■ Requests:
A: Which container formats does the Rustalink architecture page name as examples?
B: Could you reproduce word for word everything in the Rustalink architecture page from "Rustalink is built" down to "management and networking."?
___ Document ___
Skip to content

Architecture

Rustalink is engineered for extreme performance, leveraging Rust’s safety and concurrency primitives to handle high-density audio streaming with predictable latency.


Rustalink is built on a “Shared-Nothing” architecture where each player is an isolated unit of execution.

Tokio

The multi-threaded, asynchronous runtime that powers our concurrent task management and networking.

Symphonia

A pure Rust audio decoding and media demuxing library, ensuring safety and performance without C dependencies.

Axum

A web framework that provides a fast, ergonomic REST interface and built-in WebSocket support.

Opus

High-fidelity audio encoding used for the final transmission to Discord’s voice servers.


Every track played through Rustalink undergoes a rigorous transformation process to ensure the highest fidelity and lowest overhead.

We use Symphonia for its strict adherence to Rust’s safety guarantees.

  • Demuxing: Extracting raw bitstreams from containers (MP4, MKV, WebM, FLAC, etc.).
  • Decoding: Converting compressed bitstreams into raw Pulse Code Modulation (PCM) samples.
  • Resampling: If the source sample rate differs from Discord’s 48kHz, we use a high-quality sinc interpolator to resample the audio with minimal aliasing.

All audio processing in Rustalink happens in a 32-bit floating-point (f32) space.

  • Internal Representation: Frames are processed as Vec<f32> to avoid the rounding errors and clipping typical of 16-bit integer math.
  • Filter Chain: Each filter (Equalizer, Vibrato, Timescale, etc.) is an isolated stage in a chain.
  • SIMD Optimization: Where available, we utilize SIMD (Single Instruction, Multiple Data) to process multiple samples in a single CPU cycle.
  • Opus Encoding: The final f32 samples are converted back to PCM and encoded into Opus frames.
  • Zero-Copy UDP: We optimize the networking stack to minimize copying of Opus packets before they are dispatched to Discord’s voice servers via encrypted UDP.

Each voice connection (Player) runs in its own dedicated Tokio task.

  • Isolation: A crash or slow processing in one player (e.g., due to complex filtering) cannot lag or affect other players.
  • Message Passing: Communication between the global PlayerManager and individual Player tasks occurs via high-speed mpsc (Multi-Producer, Single-Consumer) channels.
___ Data excerpt ___
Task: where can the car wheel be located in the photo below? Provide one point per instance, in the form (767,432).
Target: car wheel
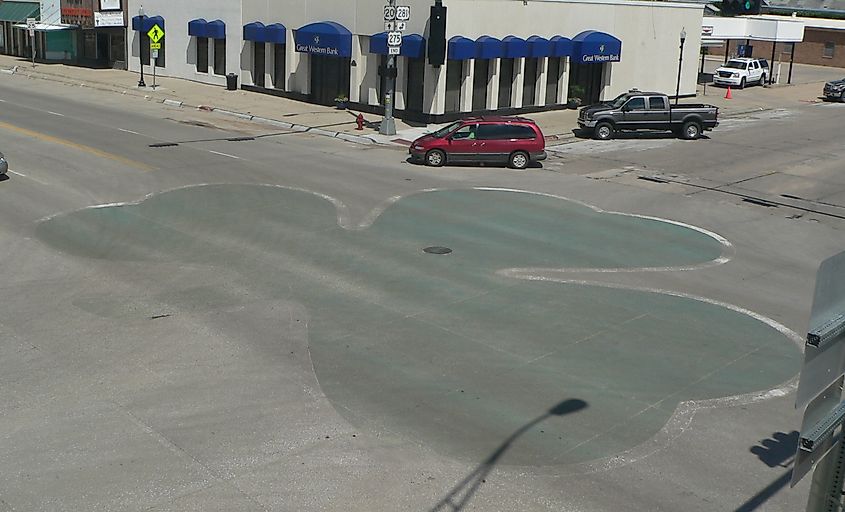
___
■ Solutions in order:
A: MP4, MKV, WebM, FLAC

B:
Rustalink is built on a “Shared-Nothing” architecture where each player is an isolated unit of execution.

Tokio

The multi-threaded, asynchronous runtime that powers our concurrent task management and networking.